- _STATED PROBLEM_:
Copy out every line of the listing below word for word, with no changes.

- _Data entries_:
[BEGIN]

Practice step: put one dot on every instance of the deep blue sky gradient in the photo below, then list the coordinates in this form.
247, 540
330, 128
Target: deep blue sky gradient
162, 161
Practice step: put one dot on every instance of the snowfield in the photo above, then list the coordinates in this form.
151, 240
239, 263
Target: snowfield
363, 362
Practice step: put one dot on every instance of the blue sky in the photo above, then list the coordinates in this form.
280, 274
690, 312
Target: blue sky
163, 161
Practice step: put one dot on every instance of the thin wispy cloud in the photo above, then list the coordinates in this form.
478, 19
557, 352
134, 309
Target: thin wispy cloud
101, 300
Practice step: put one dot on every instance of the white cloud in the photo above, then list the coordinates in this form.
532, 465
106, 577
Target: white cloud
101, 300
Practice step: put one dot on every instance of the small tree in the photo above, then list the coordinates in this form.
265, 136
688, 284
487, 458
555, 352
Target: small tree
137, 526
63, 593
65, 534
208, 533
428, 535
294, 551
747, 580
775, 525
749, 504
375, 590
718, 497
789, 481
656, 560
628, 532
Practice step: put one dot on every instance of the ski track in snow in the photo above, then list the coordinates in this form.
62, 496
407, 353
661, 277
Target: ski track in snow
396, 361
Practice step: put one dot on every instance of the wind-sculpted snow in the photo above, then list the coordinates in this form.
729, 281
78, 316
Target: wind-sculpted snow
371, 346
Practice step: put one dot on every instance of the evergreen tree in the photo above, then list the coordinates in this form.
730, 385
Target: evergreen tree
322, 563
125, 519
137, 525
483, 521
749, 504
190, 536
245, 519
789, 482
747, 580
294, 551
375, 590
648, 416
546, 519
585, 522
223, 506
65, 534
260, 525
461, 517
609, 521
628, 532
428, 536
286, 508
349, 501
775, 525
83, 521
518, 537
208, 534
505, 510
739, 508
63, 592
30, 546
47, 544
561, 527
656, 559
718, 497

[END]

- _SOLUTION TO THIS EXERCISE_:
Practice step: put one dot on every instance of the deep blue sky gradient in the photo below, then list the coordinates in this form.
247, 540
330, 128
Target: deep blue sky gradient
162, 161
Practice step: put one dot on every instance of the snowfield in the photo above, then list the coordinates in this form.
151, 240
239, 263
Target: snowfield
363, 362
Practice step: put one dot on every instance of the blue sky in the photo above, then list the coordinates in this form.
280, 274
690, 312
Target: blue sky
163, 161
Practice step: put one dot on every instance of the thin wispy cloud in the photo above, then list the coordinates in this form.
478, 19
557, 352
134, 309
Target: thin wispy cloud
101, 300
Practice step: put one dot on every instance of the white cloud in the photo above, then list the coordinates in this form.
532, 465
106, 577
Target: white cloud
101, 300
Practice step: put one dot on every instance of the small tree in the photo above, then list the coordinates in this form.
265, 136
688, 284
487, 458
555, 352
Target: small tree
137, 526
63, 593
65, 534
208, 533
428, 535
294, 551
747, 580
775, 525
749, 504
375, 590
718, 497
789, 481
656, 560
628, 532
Practice step: put one dot on every instance of the ski track in snow in the photo above, then list the coordinates in this form.
62, 496
407, 353
661, 277
Target: ski track in snow
396, 361
Practice step: put one dot on every instance of the wind-sculpted snow in the photo above, then list the coordinates in this form.
729, 281
78, 316
Target: wind-sculpted snow
371, 346
Practice step: put one dot on every instance of the evergreen tree in the photo above, then list the coordinates in this form.
730, 385
Target: evergreen tree
322, 563
125, 519
137, 525
483, 521
749, 504
190, 536
245, 519
789, 482
747, 580
294, 551
375, 590
648, 416
546, 519
585, 522
223, 506
65, 534
260, 525
461, 517
609, 521
628, 532
428, 536
286, 508
349, 501
775, 525
83, 521
518, 537
208, 534
505, 510
739, 508
63, 592
30, 546
47, 544
561, 527
656, 559
718, 497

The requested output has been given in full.